### Stated problem
Count the lines in the listing below that contain the word "sand". Report only the number.

### Provided data
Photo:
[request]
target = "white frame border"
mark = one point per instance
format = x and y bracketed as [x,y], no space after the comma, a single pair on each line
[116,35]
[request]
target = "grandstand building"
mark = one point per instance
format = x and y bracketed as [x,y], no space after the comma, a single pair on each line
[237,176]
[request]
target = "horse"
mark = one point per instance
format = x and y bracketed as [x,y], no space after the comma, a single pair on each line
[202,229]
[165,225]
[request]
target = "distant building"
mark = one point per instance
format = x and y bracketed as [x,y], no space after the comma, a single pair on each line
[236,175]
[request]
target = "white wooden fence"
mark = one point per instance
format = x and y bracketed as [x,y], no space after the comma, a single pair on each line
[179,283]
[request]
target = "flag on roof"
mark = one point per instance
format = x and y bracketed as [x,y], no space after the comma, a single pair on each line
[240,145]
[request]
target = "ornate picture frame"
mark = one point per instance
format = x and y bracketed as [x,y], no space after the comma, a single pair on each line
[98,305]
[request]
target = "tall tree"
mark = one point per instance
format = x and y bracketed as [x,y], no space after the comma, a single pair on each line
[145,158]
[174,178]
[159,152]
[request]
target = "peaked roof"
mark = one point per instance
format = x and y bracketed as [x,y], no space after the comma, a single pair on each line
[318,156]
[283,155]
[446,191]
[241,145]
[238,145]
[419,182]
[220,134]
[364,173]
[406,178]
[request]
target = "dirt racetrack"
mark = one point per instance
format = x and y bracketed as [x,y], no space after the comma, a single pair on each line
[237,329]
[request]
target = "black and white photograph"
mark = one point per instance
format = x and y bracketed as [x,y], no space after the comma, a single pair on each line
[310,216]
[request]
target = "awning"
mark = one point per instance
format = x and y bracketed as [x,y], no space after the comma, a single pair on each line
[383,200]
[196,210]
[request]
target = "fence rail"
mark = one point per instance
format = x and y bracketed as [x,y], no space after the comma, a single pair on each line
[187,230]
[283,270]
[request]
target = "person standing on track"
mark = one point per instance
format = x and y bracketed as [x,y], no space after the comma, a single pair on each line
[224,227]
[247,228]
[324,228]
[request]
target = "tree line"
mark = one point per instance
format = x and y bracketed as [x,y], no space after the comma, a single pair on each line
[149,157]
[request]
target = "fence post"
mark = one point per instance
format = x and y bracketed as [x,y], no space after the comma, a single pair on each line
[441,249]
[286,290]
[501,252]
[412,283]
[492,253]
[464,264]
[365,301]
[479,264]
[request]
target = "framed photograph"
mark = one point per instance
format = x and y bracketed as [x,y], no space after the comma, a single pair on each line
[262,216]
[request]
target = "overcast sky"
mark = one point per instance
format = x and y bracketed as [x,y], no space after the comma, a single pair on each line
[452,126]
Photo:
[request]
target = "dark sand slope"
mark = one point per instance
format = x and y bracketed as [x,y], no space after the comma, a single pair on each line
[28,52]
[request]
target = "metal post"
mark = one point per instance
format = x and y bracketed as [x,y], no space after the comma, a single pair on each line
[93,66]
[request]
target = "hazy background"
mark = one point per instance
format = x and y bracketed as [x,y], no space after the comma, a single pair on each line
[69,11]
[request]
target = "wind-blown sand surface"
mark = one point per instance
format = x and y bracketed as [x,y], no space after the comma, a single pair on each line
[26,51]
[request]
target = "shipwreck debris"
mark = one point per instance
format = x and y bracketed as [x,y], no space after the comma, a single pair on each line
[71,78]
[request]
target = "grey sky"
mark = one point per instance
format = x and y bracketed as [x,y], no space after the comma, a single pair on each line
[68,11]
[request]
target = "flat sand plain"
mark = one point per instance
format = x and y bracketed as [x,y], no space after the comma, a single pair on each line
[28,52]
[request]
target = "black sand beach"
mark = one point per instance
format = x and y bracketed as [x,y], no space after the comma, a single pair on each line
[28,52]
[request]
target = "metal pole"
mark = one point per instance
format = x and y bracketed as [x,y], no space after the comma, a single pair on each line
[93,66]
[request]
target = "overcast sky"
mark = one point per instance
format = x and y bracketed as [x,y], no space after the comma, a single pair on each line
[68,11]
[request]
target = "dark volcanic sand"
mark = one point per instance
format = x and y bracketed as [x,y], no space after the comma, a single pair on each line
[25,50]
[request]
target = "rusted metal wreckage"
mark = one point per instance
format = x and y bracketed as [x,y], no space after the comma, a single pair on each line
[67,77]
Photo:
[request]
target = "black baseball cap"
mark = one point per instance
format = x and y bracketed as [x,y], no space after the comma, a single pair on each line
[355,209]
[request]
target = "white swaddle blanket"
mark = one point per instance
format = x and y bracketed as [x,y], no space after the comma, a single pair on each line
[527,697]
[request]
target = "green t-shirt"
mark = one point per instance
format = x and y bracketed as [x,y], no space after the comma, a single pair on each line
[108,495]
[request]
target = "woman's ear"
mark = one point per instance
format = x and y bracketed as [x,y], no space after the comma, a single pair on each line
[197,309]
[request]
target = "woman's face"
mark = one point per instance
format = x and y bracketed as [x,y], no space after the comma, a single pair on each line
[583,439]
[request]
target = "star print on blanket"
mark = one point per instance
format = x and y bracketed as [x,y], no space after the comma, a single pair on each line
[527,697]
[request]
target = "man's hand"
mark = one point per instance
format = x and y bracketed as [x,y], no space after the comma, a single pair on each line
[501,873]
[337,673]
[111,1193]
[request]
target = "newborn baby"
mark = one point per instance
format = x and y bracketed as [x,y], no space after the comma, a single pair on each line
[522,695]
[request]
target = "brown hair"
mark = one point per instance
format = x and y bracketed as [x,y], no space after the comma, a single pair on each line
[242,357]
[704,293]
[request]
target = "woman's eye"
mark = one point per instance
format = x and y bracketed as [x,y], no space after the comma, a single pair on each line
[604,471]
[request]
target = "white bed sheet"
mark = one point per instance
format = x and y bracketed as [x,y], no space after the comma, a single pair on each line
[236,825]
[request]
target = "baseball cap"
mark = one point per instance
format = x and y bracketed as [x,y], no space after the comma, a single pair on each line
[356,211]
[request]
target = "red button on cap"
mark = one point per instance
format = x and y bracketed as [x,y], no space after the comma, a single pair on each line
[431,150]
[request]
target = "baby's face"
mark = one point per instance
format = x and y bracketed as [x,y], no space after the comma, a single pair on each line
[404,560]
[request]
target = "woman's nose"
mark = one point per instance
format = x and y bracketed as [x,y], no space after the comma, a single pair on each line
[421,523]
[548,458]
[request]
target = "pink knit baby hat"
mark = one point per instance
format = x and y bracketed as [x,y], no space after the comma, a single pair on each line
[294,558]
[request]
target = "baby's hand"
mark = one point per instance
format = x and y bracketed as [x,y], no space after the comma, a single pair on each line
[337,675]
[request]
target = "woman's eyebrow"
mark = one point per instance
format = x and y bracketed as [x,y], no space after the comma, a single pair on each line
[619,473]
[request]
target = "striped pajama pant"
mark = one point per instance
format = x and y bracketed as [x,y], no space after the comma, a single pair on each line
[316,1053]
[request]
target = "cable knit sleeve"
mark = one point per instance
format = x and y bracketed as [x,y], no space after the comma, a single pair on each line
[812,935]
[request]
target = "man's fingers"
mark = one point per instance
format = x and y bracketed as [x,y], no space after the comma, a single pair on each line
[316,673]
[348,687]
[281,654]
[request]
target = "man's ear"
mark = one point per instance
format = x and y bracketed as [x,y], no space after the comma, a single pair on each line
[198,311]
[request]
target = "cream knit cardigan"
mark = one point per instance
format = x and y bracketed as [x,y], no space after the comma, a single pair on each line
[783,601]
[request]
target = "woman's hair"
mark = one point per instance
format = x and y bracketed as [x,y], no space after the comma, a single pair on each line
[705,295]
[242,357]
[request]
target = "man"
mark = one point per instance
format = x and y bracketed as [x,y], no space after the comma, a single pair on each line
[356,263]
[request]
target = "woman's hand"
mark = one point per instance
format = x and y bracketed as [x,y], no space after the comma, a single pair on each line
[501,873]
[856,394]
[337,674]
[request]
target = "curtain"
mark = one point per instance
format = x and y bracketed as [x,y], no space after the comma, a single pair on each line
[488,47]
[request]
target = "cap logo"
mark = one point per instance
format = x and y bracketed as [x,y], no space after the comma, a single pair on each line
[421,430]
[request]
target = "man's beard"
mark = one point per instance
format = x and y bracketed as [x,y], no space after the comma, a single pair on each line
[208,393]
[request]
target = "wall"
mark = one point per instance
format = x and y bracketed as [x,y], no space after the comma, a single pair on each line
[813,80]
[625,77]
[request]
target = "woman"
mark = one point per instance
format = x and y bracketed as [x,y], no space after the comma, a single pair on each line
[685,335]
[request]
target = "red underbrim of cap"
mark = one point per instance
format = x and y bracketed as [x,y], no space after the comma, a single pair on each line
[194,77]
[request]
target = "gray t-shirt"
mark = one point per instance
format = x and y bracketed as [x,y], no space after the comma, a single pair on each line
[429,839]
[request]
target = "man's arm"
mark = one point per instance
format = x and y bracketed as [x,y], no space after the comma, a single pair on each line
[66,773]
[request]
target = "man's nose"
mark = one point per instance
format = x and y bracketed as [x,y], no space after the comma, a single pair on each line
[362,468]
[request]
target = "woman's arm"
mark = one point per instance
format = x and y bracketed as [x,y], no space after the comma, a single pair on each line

### Solution
5